INSTRUCTION 1 -
Answer these questions from the DRBD memory leak post:
(a) Which Linux kernel version was the reporter running?
(b) What kernel log message appeared when "drbdsetup down" was run?
(c) What value does DRBD wait for page_count() to fall back to before it recycles the pages?
INSTRUCTION 2 - Rename "backend" to "lower-level device" in the DRBD memory leak post, and write out the passage starting with "On the receiving" and going on through "an extra page_count().".
INSTRUCTION 3 - Write a continuation of the DRBD memory leak post, picking up after its final sentence.

DOCUMENT -

━━━━━━━━━━━━━━━━━━━━━━━━━━━━━━

Possible memory leak in DRBD 8.4.11

Fri May 16 11:23:01 CEST 2025

On Thu, Apr 24, 2025 at 11:22:52AM -0400, Reginald Cirque wrote:
> Good day,
> I was syncing a 300 GB LVM volume from a DRBD primary to a newly-built
> secondary, and noticed that the sending host (primary) had 300G of
> "untracked", used, memory (not visible in slab, cached, or associated
> with any application(s), simply shown as "kernel dynamic memory" in
> "smem -twk" output) for long (many hours) after the sync had
> completed, suggesting that DRBD buffers/page-pool were not reclaimed.
> 
> When I ran "drbdsetup down" to disconnect the secondary, I observed a
> kernel log message:
> "block drbd3: net_ee not empty, killed 291226 entries", which further
> suggests to me that DRBD buffers are not being properly reclaimed.
> 
> The memory was returned back to the system ~instantly after
> disconnecting the secondary.
> 
> I am running Linux kernel 6.1.128-1.el8.x86_64 and patching-in the
> 8.4.11 DRBD module in-tree.

For the broader audience and people finding this via some internet search:

On the receiving end, DRBD uses some "page pool" to do the IO from and to
the backend; these are "attached" to some other struct for that specific
IO request, and may be "recycled" for a later request.

If these pages are used to read in data from the backend and then are
sendpage()d to the peer, the network stack will grab an extra page_count().
Once the network stack no longer needs these pages, it is supposed to bring
that count down again (put_page()).

There is no "signal" from the network stack to track
when they are no longer needed by the network stack,
when it is okay to re-use these pages.
Simplified, DRBD keeps polling when the page_count() falls back to 1,
and then recycles the pages, or gives them back to the system.

All these things are expected to be communicated and processed in order,
so we walk the pages, re-use / re-cycle / give back all for which it
is okay to do so, but stop at the first page we find that appears to be
still in use (page_count() > 1).

━━━━━━━━━━━━━━━━━━━━━━━━━━━━━━

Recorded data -

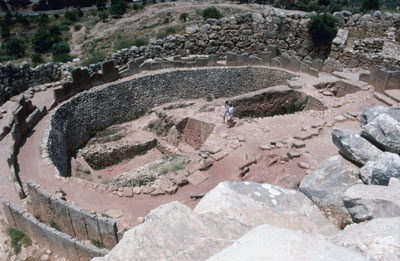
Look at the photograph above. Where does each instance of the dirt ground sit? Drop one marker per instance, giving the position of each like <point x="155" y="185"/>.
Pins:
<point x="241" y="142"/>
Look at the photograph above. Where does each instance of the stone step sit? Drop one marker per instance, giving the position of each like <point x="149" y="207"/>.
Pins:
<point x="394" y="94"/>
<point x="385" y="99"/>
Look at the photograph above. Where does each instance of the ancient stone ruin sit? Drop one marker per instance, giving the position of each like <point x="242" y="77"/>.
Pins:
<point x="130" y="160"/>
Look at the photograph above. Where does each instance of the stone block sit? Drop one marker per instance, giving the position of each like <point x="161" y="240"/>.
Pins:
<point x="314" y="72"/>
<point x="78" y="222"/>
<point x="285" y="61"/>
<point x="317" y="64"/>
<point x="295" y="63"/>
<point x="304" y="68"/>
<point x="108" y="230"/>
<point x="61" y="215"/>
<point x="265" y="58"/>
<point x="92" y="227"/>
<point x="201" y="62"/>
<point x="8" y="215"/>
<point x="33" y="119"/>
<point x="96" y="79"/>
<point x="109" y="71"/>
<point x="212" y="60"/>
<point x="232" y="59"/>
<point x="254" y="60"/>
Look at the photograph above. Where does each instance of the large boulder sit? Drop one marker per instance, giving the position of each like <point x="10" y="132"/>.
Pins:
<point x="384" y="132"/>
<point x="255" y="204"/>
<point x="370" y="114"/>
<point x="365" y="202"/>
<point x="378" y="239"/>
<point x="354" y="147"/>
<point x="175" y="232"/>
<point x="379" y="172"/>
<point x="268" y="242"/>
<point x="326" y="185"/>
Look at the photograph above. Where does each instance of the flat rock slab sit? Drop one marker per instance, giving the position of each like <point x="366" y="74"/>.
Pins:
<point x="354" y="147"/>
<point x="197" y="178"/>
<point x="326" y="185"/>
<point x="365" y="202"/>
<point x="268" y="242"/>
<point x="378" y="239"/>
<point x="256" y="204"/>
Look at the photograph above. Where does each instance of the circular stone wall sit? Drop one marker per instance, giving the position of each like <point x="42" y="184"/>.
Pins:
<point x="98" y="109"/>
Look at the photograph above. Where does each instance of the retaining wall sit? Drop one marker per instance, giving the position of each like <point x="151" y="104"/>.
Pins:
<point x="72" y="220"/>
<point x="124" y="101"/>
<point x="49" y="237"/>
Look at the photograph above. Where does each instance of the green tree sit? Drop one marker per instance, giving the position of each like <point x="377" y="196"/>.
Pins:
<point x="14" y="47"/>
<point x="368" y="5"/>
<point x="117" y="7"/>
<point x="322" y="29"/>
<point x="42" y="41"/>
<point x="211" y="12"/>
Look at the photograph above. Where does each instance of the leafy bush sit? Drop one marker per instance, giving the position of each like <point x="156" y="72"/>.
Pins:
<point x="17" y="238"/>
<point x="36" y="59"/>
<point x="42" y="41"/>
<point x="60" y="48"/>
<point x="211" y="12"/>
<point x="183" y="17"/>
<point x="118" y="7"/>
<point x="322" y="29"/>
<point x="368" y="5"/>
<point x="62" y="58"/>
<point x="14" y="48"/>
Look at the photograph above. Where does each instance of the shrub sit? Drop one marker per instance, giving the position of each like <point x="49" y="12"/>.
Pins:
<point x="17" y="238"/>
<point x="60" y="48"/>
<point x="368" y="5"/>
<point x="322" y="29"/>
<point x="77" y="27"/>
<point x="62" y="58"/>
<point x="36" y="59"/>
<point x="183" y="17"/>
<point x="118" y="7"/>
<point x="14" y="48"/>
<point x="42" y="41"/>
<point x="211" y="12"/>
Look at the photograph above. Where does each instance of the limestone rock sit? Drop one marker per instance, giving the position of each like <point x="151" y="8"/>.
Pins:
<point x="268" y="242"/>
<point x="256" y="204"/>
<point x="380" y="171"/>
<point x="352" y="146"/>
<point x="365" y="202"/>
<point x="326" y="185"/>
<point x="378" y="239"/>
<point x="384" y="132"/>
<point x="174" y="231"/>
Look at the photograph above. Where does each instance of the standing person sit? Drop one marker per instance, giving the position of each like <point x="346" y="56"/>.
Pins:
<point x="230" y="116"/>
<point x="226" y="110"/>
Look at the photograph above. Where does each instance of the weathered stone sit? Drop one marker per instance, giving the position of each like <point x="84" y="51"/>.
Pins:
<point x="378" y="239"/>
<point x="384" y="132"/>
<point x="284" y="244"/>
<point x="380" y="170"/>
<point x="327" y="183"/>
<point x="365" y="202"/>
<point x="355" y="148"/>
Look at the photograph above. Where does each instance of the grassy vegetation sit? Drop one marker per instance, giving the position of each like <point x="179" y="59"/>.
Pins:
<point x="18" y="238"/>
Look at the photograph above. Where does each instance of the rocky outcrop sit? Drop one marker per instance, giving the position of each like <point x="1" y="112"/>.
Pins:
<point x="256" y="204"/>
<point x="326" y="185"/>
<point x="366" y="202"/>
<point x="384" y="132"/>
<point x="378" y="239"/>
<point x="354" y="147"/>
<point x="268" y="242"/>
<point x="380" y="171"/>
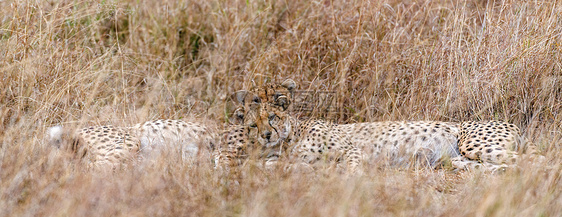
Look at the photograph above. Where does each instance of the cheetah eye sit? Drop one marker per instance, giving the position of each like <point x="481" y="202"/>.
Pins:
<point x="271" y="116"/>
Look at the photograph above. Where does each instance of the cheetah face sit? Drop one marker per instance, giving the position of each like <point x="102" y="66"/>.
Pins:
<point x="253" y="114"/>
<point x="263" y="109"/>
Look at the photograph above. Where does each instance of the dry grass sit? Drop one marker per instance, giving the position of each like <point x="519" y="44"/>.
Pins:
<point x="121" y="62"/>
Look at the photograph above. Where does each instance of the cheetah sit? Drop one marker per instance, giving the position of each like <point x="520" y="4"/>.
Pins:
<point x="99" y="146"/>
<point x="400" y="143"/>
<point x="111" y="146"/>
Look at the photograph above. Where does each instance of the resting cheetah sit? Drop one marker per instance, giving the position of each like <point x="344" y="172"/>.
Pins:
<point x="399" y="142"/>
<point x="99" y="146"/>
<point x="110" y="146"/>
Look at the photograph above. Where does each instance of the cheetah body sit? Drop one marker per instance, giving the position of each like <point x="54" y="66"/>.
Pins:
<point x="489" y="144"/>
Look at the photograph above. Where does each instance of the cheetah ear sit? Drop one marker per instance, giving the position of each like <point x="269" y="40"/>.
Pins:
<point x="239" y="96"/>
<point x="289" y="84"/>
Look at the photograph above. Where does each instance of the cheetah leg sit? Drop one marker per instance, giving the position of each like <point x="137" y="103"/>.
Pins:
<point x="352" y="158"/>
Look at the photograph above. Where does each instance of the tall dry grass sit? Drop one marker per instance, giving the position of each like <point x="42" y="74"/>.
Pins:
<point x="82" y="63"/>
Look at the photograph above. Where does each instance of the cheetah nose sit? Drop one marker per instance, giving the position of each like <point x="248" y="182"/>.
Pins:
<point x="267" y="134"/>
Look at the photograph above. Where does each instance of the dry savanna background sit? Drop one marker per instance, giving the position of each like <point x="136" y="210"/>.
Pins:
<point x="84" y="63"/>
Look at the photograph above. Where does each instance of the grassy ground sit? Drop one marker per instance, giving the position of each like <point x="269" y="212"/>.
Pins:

━━━━━━━━━━━━━━━━━━━━━━━━━━━━━━

EXERCISE OUTPUT 1 -
(a) 6.1.128-1.el8.x86_64
(b) "block drbd3: net_ee not empty, killed 291226 entries"
(c) 1

EXERCISE OUTPUT 2 -
On the receiving end, DRBD uses some "page pool" to do the IO from and to
the lower-level device; these are "attached" to some other struct for that specific
IO request, and may be "recycled" for a later request.

If these pages are used to read in data from the lower-level device and then are
sendpage()d to the peer, the network stack will grab an extra page_count().

EXERCISE OUTPUT 3 -
We suspect that one of these pages sometimes for some reason
either starts out with a page_count() > 1, therefore never falls back to 1,
or for some reason the network stack keeps holding on to one extra page count,
or "forgets" to put it again. And because we process these in order,
that single "apparently still in use by the network" page keeps us
from processing all pages after it.

On disconnect, we don't care for their order anymore,
we just "kill" (put_page()) all of them.
Which gives back most of them to the system,
save for the few with page_count() > 1 at that time,
but those need to be put back by the entity
that holds on to that ref count.

In short: we don't think DRBD does the leaking, but only exposes
some leaking somewhere else, by making a single page leak obvious.
Because now that "single page leak" somewhere else causes DRBD to
hold on to a lot of pages for a long time.

As a work-around on our side, we may change our page handling here
to just not care, drop our "drbd internal page pool",
and only use the system page allocator (alloc_page(), put_page()) directly.
That way, whatever is holding on to page counts for "unexpectedly long" times
does no longer affect us, does no longer cause us to pile up unrelated pages.

We suspect that whatever is the reason for these "extra" page counts
may have become more visible over time.

Does that explanation make sense so far?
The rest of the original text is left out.